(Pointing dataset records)
===
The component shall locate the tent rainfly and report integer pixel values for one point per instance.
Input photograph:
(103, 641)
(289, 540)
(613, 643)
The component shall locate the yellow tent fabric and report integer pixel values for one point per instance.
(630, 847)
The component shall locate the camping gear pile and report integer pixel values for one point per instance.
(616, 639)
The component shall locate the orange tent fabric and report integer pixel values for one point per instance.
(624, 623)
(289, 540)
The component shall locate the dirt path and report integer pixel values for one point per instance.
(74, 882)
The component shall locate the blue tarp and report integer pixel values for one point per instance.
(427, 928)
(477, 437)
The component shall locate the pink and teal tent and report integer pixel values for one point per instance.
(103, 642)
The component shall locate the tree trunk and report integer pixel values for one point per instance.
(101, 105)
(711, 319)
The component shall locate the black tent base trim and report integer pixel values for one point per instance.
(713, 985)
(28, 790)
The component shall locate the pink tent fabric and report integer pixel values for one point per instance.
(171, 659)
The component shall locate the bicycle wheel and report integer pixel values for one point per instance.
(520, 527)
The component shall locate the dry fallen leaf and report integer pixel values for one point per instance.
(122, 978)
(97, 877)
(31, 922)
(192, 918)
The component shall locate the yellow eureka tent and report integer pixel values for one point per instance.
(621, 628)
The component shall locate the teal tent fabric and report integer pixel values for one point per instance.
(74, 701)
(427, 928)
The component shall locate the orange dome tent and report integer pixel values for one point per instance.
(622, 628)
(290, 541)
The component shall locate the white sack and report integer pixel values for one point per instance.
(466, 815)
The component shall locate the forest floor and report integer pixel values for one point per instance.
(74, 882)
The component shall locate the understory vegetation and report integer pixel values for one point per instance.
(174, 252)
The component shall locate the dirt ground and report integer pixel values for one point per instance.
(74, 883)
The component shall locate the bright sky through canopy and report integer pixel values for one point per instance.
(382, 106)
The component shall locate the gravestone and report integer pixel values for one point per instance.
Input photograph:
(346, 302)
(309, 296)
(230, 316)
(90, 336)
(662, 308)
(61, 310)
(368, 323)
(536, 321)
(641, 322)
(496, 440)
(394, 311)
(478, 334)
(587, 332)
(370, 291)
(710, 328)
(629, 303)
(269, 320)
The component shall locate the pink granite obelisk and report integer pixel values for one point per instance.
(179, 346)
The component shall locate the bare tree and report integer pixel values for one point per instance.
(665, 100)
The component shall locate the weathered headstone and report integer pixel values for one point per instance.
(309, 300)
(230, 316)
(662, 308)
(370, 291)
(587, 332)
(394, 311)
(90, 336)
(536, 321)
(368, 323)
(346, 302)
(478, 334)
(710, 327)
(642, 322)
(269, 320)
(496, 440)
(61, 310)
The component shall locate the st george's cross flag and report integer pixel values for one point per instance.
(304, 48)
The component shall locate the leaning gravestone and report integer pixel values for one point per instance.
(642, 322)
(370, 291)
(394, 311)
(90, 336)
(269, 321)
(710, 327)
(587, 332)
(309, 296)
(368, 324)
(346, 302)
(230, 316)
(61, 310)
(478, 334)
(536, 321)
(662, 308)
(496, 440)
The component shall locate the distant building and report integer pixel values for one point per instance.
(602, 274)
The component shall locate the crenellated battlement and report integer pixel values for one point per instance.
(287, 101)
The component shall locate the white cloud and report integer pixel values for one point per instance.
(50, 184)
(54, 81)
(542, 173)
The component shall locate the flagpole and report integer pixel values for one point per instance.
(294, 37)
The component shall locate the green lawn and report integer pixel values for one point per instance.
===
» **Problem to work on**: Copy out all of the data above again, line for line, with nothing changed.

» **Finished task**:
The component shall locate the tent rainfly and report integer pixel values for one point per instance.
Input photograph:
(103, 641)
(289, 540)
(613, 643)
The component shall locate the yellow tent fabric and report integer pixel values for one point per instance.
(630, 847)
The component shall locate the camping gear pile and report integer pixel values for one point per instance.
(616, 639)
The component shall locate the orange tent fabric and report integer pixel values for one point per instance.
(624, 623)
(289, 540)
The component shall locate the dirt path and report integer pixel values for one point per instance.
(74, 882)
The component shall locate the blue tarp and report integer pixel values for one point per instance.
(427, 928)
(477, 437)
The component shall locate the pink and teal tent and report integer pixel values for one point per instance.
(103, 642)
The component shall locate the tree trunk and report integer pixel values for one point per instance.
(101, 105)
(711, 319)
The component shall locate the black tent base trim and report integer pixel values for one point per instance.
(713, 985)
(28, 790)
The component shall locate the pink tent fabric and report integer pixel values for one point per instance.
(171, 659)
The component shall locate the bicycle wheel and report integer pixel values for one point per instance.
(520, 527)
The component shall locate the dry fallen leaf and report integer pixel values for one point per instance.
(122, 978)
(97, 877)
(31, 922)
(192, 918)
The component shall locate the yellow eureka tent and report integer pixel values for one point per instance.
(621, 628)
The component shall locate the teal tent fabric and report integer pixel values for one point per instance.
(74, 701)
(427, 928)
The component shall locate the orange dome tent and report integer pixel values for one point per instance.
(622, 628)
(290, 541)
The component shall locate the white sack and report integer pixel values for one point per instance.
(466, 815)
The component shall locate the forest floor and report integer pixel values for one point per instance.
(74, 882)
The component shall locate the understory vegetation and report integer pixel values for one point per instance.
(174, 252)
The component shall locate the dirt ground and report integer pixel values for one point per instance.
(74, 883)
The component shall locate the bright sky through canopy and report integer pixel values for one point per instance.
(382, 106)
The component shall locate the gravestone and report integer pixel values for one point per instance.
Input photograph:
(346, 302)
(309, 296)
(230, 316)
(90, 336)
(662, 308)
(61, 310)
(368, 323)
(536, 321)
(641, 322)
(496, 440)
(394, 311)
(478, 334)
(587, 332)
(370, 291)
(710, 328)
(629, 303)
(269, 320)
The component shall locate the pink granite obelisk and report integer pixel values for one point per instance.
(179, 346)
The component shall locate the bare tree and report integer pixel values for one point per instance.
(665, 100)
The component shall locate the weathered headstone and report integer pixel values for one point per instance.
(309, 300)
(230, 316)
(662, 308)
(370, 291)
(587, 332)
(394, 311)
(90, 336)
(536, 321)
(368, 323)
(346, 302)
(478, 334)
(710, 327)
(642, 322)
(269, 320)
(496, 440)
(61, 310)
The component shall locate the st george's cross flag and report integer pixel values for one point per instance.
(304, 48)
The component shall locate the leaning gravestone and report integer pixel values for one point per instance.
(642, 322)
(370, 291)
(394, 311)
(90, 336)
(269, 321)
(710, 327)
(587, 332)
(309, 296)
(368, 324)
(346, 302)
(230, 316)
(61, 310)
(478, 334)
(536, 321)
(662, 308)
(496, 440)
The component shall locate the distant building and report integer pixel values for one point per instance.
(602, 274)
The component shall locate the crenellated battlement and report integer pixel values for one point per instance.
(287, 101)
The component shall locate the white cloud and report integer pixel values for one point per instance.
(50, 184)
(54, 81)
(542, 173)
The component shall locate the flagpole and report integer pixel values for one point per instance.
(294, 37)
The component shall locate the green lawn and report integer pixel values for one point per instance.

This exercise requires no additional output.